INSTRUCTION:
How many lines of the entries below contain the string "pocket"? Reply with the number alone.

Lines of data
%%
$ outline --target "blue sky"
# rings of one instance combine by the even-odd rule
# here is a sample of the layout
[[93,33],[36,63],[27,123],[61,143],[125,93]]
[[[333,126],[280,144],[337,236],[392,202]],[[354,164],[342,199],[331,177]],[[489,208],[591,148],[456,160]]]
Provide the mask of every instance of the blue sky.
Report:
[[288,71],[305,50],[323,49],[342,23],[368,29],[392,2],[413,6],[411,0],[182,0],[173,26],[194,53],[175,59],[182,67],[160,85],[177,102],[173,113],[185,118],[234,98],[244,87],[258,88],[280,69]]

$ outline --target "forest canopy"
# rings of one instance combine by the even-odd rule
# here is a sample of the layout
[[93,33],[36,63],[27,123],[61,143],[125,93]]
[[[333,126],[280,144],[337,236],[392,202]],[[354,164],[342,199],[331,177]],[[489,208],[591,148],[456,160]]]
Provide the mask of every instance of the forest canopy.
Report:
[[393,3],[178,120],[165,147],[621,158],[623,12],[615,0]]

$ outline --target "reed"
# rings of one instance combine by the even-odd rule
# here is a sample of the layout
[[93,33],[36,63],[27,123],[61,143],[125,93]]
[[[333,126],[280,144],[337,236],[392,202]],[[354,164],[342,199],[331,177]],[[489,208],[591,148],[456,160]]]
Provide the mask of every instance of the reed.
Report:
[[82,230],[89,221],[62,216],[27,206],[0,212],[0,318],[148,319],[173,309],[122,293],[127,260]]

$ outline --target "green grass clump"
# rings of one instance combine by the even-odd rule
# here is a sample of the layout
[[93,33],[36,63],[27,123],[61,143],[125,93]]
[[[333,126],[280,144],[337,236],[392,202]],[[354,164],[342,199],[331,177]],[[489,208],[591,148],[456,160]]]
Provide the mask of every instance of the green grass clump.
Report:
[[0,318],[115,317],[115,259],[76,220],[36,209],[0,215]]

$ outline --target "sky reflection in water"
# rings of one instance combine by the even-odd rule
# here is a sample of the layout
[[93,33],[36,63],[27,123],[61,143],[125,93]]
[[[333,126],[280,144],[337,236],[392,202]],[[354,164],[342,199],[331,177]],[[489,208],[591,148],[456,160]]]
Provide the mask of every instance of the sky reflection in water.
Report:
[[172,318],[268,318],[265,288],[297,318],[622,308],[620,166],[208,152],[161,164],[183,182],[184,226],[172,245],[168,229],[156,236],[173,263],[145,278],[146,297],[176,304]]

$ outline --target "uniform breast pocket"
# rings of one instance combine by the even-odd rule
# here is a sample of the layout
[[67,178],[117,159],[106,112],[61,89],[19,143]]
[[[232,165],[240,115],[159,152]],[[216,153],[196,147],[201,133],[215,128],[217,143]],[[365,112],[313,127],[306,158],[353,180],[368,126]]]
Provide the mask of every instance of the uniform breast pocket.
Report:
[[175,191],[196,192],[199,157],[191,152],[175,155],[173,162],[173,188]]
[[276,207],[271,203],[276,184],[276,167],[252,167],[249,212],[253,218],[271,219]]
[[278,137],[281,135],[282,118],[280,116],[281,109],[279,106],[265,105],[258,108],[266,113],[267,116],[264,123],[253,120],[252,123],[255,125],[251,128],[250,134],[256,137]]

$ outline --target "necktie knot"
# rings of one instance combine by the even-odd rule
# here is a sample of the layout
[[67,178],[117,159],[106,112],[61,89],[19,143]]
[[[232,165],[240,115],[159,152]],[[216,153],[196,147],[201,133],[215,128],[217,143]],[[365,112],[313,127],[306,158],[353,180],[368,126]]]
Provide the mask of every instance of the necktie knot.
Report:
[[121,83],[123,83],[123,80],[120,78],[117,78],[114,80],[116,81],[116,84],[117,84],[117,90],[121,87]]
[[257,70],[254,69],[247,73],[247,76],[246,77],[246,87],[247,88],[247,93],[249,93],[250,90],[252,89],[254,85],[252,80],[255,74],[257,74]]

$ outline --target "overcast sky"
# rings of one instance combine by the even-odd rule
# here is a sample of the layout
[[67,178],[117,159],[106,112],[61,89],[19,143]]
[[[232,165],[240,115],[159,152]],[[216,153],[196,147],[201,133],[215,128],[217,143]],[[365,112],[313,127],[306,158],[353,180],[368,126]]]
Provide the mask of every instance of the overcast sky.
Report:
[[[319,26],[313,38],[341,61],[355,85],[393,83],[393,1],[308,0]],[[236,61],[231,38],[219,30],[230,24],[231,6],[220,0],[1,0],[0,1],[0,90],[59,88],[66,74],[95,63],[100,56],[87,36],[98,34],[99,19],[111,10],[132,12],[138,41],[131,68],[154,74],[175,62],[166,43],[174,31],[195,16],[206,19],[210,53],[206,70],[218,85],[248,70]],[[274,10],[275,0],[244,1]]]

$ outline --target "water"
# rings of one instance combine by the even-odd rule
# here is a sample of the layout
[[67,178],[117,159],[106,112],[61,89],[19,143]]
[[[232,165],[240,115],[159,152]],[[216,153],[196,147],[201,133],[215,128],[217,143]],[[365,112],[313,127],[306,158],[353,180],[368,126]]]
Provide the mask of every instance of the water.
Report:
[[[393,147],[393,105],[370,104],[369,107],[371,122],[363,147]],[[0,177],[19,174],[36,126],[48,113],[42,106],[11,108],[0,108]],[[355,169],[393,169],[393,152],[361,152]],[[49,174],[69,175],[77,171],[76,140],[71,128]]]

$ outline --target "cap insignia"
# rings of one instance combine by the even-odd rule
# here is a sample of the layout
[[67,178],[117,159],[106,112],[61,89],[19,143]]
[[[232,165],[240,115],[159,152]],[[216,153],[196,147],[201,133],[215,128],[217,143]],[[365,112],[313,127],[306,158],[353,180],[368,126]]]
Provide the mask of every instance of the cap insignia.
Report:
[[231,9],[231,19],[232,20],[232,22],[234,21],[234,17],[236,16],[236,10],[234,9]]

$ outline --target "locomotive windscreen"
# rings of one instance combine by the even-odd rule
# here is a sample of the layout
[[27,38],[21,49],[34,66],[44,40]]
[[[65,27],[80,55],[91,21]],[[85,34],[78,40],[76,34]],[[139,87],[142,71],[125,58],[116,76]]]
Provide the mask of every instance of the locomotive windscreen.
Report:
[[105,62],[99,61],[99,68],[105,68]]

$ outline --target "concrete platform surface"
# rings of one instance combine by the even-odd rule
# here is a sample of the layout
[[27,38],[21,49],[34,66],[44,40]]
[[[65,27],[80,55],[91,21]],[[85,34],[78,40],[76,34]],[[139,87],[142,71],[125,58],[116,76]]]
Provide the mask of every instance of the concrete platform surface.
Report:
%%
WORKED ANSWER:
2